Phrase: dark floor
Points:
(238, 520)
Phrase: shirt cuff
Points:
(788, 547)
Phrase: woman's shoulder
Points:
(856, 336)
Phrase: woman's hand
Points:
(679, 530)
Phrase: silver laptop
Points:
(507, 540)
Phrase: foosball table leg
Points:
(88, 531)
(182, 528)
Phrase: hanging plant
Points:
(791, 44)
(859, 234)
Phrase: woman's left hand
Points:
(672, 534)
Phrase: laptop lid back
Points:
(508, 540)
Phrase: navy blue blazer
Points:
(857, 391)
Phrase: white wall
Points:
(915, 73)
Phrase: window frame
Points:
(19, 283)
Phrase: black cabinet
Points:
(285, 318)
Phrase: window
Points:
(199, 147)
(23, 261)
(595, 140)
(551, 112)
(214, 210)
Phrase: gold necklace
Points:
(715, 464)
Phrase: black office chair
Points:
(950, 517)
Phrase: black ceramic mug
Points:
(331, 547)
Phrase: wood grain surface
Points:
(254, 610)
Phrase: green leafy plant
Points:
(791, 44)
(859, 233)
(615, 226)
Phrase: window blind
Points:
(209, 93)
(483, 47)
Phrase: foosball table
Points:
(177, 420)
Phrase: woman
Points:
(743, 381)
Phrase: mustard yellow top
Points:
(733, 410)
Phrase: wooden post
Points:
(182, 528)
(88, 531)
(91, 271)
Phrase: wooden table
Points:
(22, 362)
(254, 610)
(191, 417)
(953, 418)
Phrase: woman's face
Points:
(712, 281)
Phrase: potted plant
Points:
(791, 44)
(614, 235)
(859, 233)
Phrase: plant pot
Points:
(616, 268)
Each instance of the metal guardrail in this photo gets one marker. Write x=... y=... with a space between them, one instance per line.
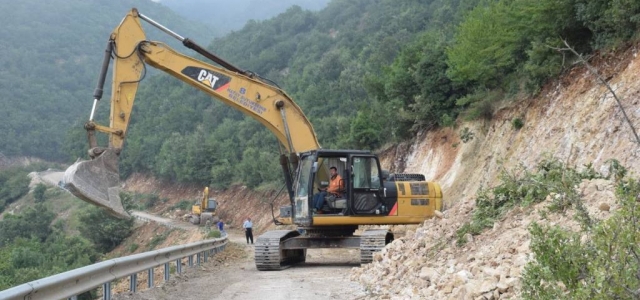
x=72 y=283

-- About this task --
Would you please return all lines from the listing above that contain "hand"?

-- Answer below --
Phrase: woman's hand
Phrase: woman's left hand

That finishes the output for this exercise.